| Texte fourni |
Créé fin 2018 par le gouvernement, pour les ex-combattants (Boko Haram…), le Comité National de Désarmement, de Démobilisation et de Réintégration (CN-DDR) tarde à se mettre en marche. Constitué d’administrateurs et de leaders religieux et communautaires, il n’a pas de représentation réelle des ex-combattants de Boko Haram, ni des forces vives de la société civile, ou des femmes ou des jeunes. Le texte de création encourage les redditions, sans assumer de prise en charge. Où accueillir ces ex-combattants ?

L’apatridie fait problème. Bien des parents, analphabètes, ignorent l’utilité d’établir l’acte de naissance de leur enfant. Aucune disposition – ou sensibilisation à l’entrée à l’école ou lors du primaire – n’est prise par les autorités locales. Arrivé en classe d’examen, l’enfant est bloqué. Souvent les élèves, particulièrement les filles, abandonnent précocement l’école ; s’ensuivent mariage et grossesse précoces. Quant à ceux qui ont perdu pièces d’identité et diplômes dans les incendies de leurs maisons par Boko Haram, ils doivent « monnayer » pour passer les barrières de police. Certains en profitent pour régler des comptes ou pour arracher les terres aux pauvres en les accusant de terrorisme.

Autant de défis à relever pour le CDJP

Nous allons recenser, dans un livret, lois utiles, procédures judiciaires, administratives ou coutumières, devoirs des citoyens, droits de l’homme, et ce, en cinq langues locales, à disposition des comités paroissiaux Justice et Paix, que nous voulons ouvrir à tous, sans distinction de religion (catholiques, protestants, musulmans, animistes), de sexe ou d’opinion. Justice et Paix sont des biens communs à tous, une responsabilité collective et personnelle.

Le CDJP est engagé dans l’Association CAmerounaise pour le Dialogue InterReligieux (Antenne ACADIR de Maroua) : avec d’autres leaders religieux de la région, il pourra plaider pour la non-instrumentalisation des tribus et des religions à des fins politiques, pour la prise en compte des jeunes, des femmes et des parties présentes dans les sphères de décision. Il s’agit d’intéresser les jeunes chrétiens à la chose publique, de protéger contre les mariages précoces, de lutter contre l’analphabétisme, en synergie avec quelques organisations de la société civile (OSC) et les structures déconcentrées des ministères.

| Matériel |
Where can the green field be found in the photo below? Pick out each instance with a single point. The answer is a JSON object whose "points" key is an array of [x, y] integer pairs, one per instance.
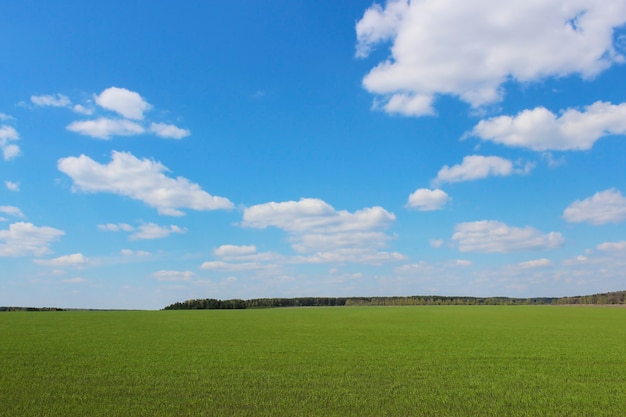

| Consigne 1 |
D'après le texte fourni, en combien de langues locales le livret prévu doit-il être rédigé ?
| Consigne 2 |
Reproduisez fidèlement le passage du texte fourni qui commence aux mots « Autant de défis » et s'arrête après les mots « collective et personnelle. ».
Les lignes ne servent à rien dans ce travail.

| Corrigé 1 |
En cinq langues locales.

| Corrigé 2 |
Autant de défis à relever pour le CDJP

Nous allons recenser, dans un livret, lois utiles, procédures judiciaires, administratives ou coutumières, devoirs des citoyens, droits de l’homme, et ce, en cinq langues locales, à disposition des comités paroissiaux Justice et Paix, que nous voulons ouvrir à tous, sans distinction de religion (catholiques, protestants, musulmans, animistes), de sexe ou d’opinion. Justice et Paix sont des biens communs à tous, une responsabilité collective et personnelle.